***** SUPPLIED INFORMATION *****

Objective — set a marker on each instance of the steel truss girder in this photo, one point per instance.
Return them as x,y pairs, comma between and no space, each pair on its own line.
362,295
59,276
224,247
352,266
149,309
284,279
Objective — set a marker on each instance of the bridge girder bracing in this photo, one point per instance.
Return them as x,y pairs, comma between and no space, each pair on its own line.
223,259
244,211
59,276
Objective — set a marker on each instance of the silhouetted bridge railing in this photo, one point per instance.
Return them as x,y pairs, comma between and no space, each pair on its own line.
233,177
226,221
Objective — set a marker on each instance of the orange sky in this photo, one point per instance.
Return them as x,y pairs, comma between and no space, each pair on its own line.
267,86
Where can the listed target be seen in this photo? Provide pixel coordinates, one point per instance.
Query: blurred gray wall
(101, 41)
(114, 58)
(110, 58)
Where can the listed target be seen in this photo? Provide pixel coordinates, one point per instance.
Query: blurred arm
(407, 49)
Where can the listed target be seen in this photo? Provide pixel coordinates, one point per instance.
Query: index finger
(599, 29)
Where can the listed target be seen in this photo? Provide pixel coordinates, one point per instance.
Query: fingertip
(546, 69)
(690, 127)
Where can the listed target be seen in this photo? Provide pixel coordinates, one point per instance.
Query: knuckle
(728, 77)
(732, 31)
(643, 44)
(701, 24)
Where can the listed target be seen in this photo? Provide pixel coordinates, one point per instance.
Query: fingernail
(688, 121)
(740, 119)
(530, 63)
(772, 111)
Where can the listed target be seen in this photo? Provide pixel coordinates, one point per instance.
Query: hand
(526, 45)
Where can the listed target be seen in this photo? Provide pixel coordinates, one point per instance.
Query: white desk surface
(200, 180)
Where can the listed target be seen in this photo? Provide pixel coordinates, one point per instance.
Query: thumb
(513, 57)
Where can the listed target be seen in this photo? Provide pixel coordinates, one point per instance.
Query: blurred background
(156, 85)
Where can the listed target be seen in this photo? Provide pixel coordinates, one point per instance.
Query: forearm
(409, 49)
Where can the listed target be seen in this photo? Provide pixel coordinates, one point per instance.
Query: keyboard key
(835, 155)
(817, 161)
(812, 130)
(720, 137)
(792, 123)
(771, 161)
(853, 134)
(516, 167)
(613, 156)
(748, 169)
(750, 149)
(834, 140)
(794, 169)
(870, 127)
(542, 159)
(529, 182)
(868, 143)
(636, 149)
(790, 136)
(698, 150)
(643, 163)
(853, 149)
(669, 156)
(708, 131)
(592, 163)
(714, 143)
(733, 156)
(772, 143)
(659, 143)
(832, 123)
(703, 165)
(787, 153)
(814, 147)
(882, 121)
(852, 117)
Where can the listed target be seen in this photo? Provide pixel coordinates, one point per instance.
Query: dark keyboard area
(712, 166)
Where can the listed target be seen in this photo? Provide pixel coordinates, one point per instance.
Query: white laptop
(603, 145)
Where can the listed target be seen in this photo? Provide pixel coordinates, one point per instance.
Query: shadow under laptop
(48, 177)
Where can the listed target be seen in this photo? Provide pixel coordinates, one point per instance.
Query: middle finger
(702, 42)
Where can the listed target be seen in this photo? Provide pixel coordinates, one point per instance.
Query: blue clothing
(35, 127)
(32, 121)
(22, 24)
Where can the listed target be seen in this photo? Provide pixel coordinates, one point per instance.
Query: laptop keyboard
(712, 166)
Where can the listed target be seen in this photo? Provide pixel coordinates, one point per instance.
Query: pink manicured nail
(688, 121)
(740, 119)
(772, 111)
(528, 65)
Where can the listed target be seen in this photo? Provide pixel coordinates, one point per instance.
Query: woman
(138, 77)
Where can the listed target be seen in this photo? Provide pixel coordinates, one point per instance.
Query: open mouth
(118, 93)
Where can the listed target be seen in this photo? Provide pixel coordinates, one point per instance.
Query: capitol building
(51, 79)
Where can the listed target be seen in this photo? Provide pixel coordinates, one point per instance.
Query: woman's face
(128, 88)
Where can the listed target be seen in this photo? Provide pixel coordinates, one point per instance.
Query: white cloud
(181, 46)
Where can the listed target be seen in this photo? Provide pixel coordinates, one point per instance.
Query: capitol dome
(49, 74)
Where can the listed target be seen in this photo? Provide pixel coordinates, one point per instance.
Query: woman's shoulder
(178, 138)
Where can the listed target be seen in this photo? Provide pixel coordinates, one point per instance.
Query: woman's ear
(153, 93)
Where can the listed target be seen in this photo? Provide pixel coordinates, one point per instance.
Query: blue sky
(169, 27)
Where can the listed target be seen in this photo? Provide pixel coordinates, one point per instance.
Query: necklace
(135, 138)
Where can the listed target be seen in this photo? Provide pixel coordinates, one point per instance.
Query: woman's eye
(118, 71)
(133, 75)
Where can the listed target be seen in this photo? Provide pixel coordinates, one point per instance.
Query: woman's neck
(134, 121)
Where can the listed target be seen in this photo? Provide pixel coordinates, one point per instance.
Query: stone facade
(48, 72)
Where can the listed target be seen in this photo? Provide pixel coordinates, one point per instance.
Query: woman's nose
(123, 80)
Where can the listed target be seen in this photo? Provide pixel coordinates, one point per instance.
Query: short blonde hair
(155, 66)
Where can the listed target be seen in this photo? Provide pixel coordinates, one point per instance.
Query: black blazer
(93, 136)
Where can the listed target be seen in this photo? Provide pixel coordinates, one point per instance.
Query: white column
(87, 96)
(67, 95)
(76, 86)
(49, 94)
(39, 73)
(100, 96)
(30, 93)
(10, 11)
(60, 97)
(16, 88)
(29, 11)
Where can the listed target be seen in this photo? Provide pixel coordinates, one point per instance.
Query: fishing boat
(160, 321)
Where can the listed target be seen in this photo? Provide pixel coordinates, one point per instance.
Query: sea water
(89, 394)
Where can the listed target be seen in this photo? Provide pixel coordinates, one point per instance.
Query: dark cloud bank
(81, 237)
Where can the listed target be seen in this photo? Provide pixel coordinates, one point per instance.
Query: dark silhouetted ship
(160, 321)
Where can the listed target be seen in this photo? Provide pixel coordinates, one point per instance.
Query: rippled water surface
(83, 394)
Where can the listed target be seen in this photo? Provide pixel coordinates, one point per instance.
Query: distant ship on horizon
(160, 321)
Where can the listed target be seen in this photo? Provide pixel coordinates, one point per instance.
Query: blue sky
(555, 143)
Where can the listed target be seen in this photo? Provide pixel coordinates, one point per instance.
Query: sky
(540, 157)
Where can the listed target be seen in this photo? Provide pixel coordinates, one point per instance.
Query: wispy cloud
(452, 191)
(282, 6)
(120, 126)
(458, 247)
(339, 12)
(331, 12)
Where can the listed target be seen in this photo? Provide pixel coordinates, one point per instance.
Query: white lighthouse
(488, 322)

*****

Copy out all of the records shown above exactly.

- SOLUTION TO THE EXERCISE
Objective — set a marker on each instance of the steel truss girder in this photo, one point per instance.
Return them as x,y pairs, comma between and no space, each pair on its own line.
362,295
59,276
224,247
352,266
149,309
284,279
Objective — set a marker on each instance of the bridge girder bracing in this photo, one point per instance.
Return them as x,y pairs, comma between and no space, each pair on its own line.
223,259
244,211
59,276
Objective — set a marker on each instance of the silhouetted bridge railing in this photo, one point per instance.
Return them as x,y pairs, comma between and no space, each pair on its own line.
233,177
226,221
Objective — set a marker on each instance of the orange sky in this photo, one point per instance.
Return them as x,y pairs, comma between and no space, each pair on its own line.
267,86
Where can the listed target be seen in this photo? Provide pixel coordinates, one point per instance.
Query: blurred gray wall
(101, 41)
(114, 58)
(110, 58)
Where can the listed target be seen in this photo? Provide pixel coordinates, one point per instance.
Query: blurred arm
(407, 49)
Where can the listed target be seen in this photo? Provide pixel coordinates, one point per instance.
Query: index finger
(599, 29)
Where can the listed target be seen in this photo? Provide pixel coordinates, one point per instance.
Query: fingertip
(546, 69)
(690, 127)
Where can the listed target be seen in this photo? Provide pixel coordinates, one point per instance.
Query: knuckle
(728, 77)
(732, 31)
(643, 44)
(701, 24)
Where can the listed target be seen in this photo? Provide pixel coordinates, one point per instance.
Query: fingernail
(688, 121)
(740, 119)
(530, 63)
(772, 111)
Where can the listed target be seen in this photo? Provide pixel coordinates, one point per instance.
Query: hand
(526, 45)
Where can the listed target be seen in this photo? Provide pixel coordinates, one point per instance.
Query: white desk surface
(200, 180)
Where can the listed target be seen in this photo? Provide pixel coordinates, one point per instance.
Query: thumb
(513, 57)
Where can the listed target be seen in this photo? Provide pixel coordinates, one point per instance.
Query: blurred background
(156, 85)
Where can the listed target be seen in this photo? Provide pixel coordinates, one point per instance.
Query: forearm
(409, 49)
Where can the listed target be seen in this photo? Provide pixel coordinates, one point per instance.
Query: keyboard key
(835, 155)
(817, 161)
(812, 130)
(720, 137)
(792, 123)
(771, 161)
(853, 134)
(516, 167)
(613, 156)
(748, 169)
(750, 149)
(834, 140)
(794, 169)
(870, 127)
(542, 159)
(529, 182)
(868, 143)
(636, 149)
(790, 136)
(698, 150)
(643, 163)
(853, 149)
(669, 156)
(708, 131)
(592, 163)
(714, 143)
(733, 156)
(772, 143)
(659, 143)
(832, 123)
(703, 165)
(787, 153)
(814, 147)
(882, 121)
(852, 117)
Where can the listed target be seen in this photo? Provide pixel coordinates, one point per instance.
Query: dark keyboard area
(712, 166)
Where can the listed target be seen in this photo? Provide pixel coordinates, one point per instance.
Query: white laptop
(603, 145)
Where can the listed target be seen in this photo? Provide pixel coordinates, one point per instance.
Query: shadow under laptop
(48, 177)
Where can the listed target be seen in this photo? Provide pixel coordinates, one point per instance.
Query: middle finger
(702, 42)
Where can the listed target be seen in this photo? Provide pixel coordinates, one point per instance.
Query: blue clothing
(35, 127)
(32, 121)
(22, 24)
Where can the listed target be seen in this photo? Provide pixel coordinates, one point per instance.
Query: laptop keyboard
(712, 166)
Where can the listed target be seen in this photo? Provide pixel coordinates, one point per instance.
Query: pink manicured nail
(688, 121)
(740, 119)
(772, 111)
(528, 65)
Where can the listed target be seen in this photo? Provide pixel coordinates, one point per instance.
Query: woman
(138, 77)
Where can the listed target be seen in this photo? Provide pixel coordinates, one point per instance.
Query: open mouth
(118, 93)
Where can the listed target be seen in this photo? Provide pixel coordinates, one point per instance.
Query: capitol building
(51, 79)
Where can the listed target be seen in this photo? Provide pixel coordinates, one point per instance.
Query: woman's face
(128, 88)
Where can the listed target be seen in this photo? Provide pixel coordinates, one point per instance.
Query: white cloud
(181, 46)
Where can the listed target be seen in this photo? Provide pixel coordinates, one point per instance.
Query: capitol dome
(49, 74)
Where can the listed target be seen in this photo? Provide pixel coordinates, one point per instance.
Query: woman's shoulder
(178, 138)
Where can the listed target be seen in this photo? Provide pixel coordinates, one point per instance.
Query: woman's ear
(153, 93)
Where can the listed target be seen in this photo? Provide pixel coordinates, one point per instance.
Query: blue sky
(169, 27)
Where can the listed target be seen in this photo? Provide pixel coordinates, one point per instance.
Query: necklace
(135, 138)
Where can the listed target be seen in this photo? Provide pixel coordinates, one point per instance.
Query: woman's eye
(118, 71)
(133, 75)
Where can the listed target be seen in this photo? Provide pixel coordinates, one point per instance.
Query: woman's neck
(134, 121)
Where can the listed target be seen in this photo? Provide pixel coordinates, one point per instance.
Query: stone facade
(48, 72)
Where can the listed target be seen in this photo? Provide pixel coordinates, one point per instance.
Query: woman's nose
(123, 80)
Where can the listed target be seen in this photo? Provide pixel coordinates, one point per instance.
Query: short blonde hair
(155, 66)
Where can the listed target be seen in this photo? Provide pixel coordinates, one point per instance.
Query: black blazer
(93, 136)
Where can the listed target be seen in this photo? Provide pixel coordinates, one point per instance.
Query: white column
(87, 96)
(67, 95)
(76, 86)
(49, 94)
(39, 73)
(100, 96)
(30, 93)
(10, 11)
(60, 97)
(16, 88)
(29, 11)
Where can the listed target be seen in this photo? Provide pixel coordinates, one point per instance.
Query: fishing boat
(160, 321)
Where can the listed target be seen in this photo? Provide pixel coordinates, one point per instance.
Query: sea water
(89, 394)
Where can the listed target be seen in this photo? Provide pixel coordinates, one point per instance.
Query: dark cloud bank
(81, 237)
Where can the listed target be seen in this photo? Provide pixel coordinates, one point per instance.
Query: dark silhouetted ship
(160, 321)
Where can the listed target be seen in this photo? Provide pixel coordinates, one point per instance.
Query: rippled water surface
(83, 394)
Where can the listed target be seen in this photo? Provide pixel coordinates, one point per instance.
Query: distant ship on horizon
(160, 321)
Where can the listed target be seen in this photo? Provide pixel coordinates, one point per instance.
Query: blue sky
(555, 143)
Where can the listed target be seen in this photo? Provide pixel coordinates, one point per instance.
Query: sky
(540, 157)
Where can the listed target be seen in this photo? Provide pixel coordinates, one point per instance.
Query: wispy cloud
(452, 191)
(282, 6)
(120, 126)
(458, 247)
(339, 12)
(331, 12)
Where can the listed target be seen in this photo? Provide pixel coordinates, one point per instance.
Query: white lighthouse
(488, 322)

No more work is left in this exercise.